▶ [GIVEN TASK]: Pick out each line of the records below that contains the word "position", matching case exactly, and copy those lines.

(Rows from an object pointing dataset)
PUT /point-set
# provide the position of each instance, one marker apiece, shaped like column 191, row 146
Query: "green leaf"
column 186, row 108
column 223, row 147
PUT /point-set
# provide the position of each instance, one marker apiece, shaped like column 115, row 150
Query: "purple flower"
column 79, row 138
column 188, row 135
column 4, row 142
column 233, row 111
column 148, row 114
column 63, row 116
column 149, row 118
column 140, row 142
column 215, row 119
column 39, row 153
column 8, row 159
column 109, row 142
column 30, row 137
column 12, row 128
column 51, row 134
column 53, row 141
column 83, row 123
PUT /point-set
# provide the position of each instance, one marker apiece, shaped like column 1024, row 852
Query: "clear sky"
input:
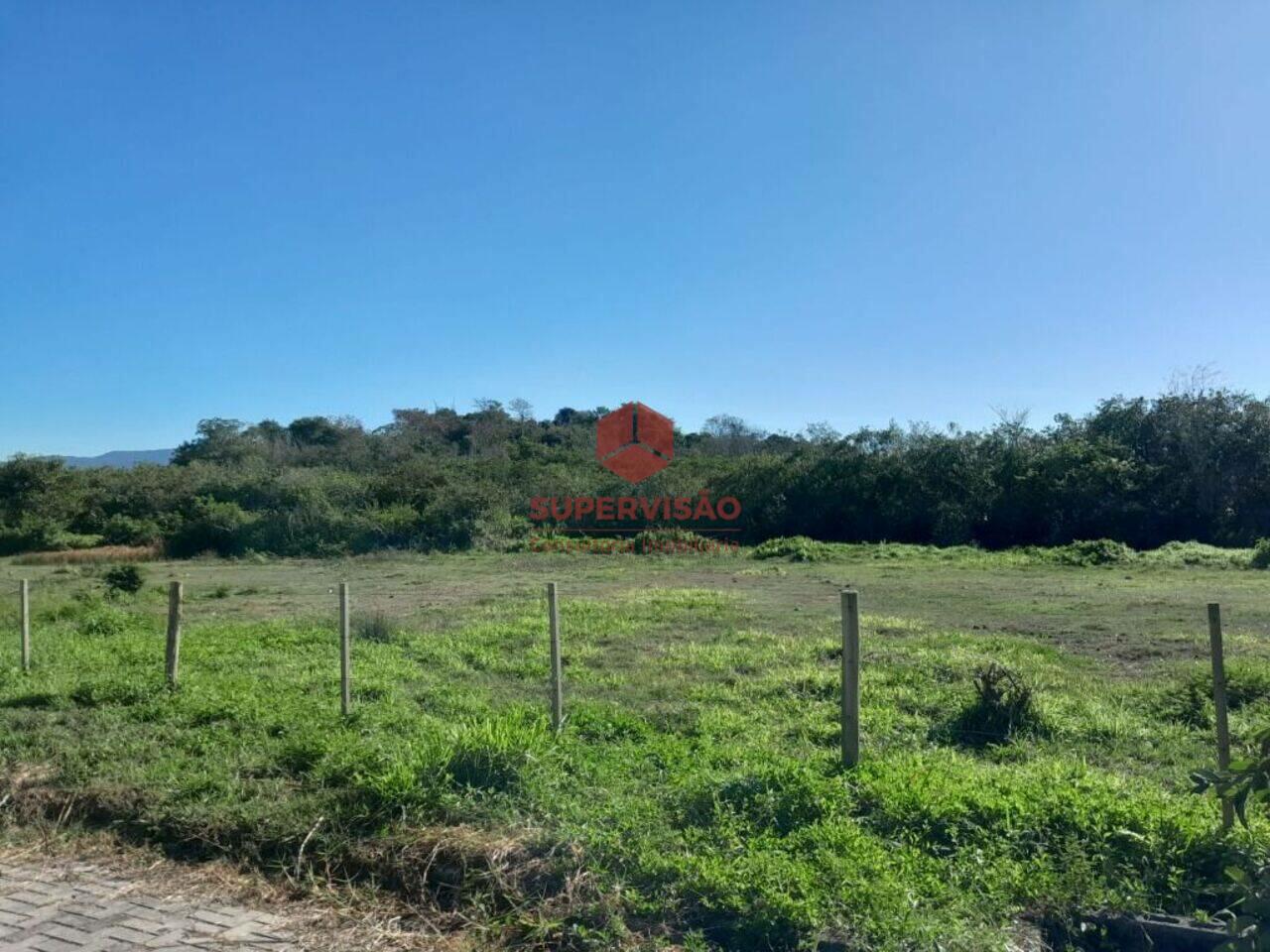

▶ [REPLY TO THE EXERCISE]:
# provide the position of each instance, one marker apiece, shaped like column 191, row 146
# provide the position of each instance, one marker apiece, shaped like column 115, row 150
# provide the position of each instance, one marker apiece, shaped like column 1024, row 852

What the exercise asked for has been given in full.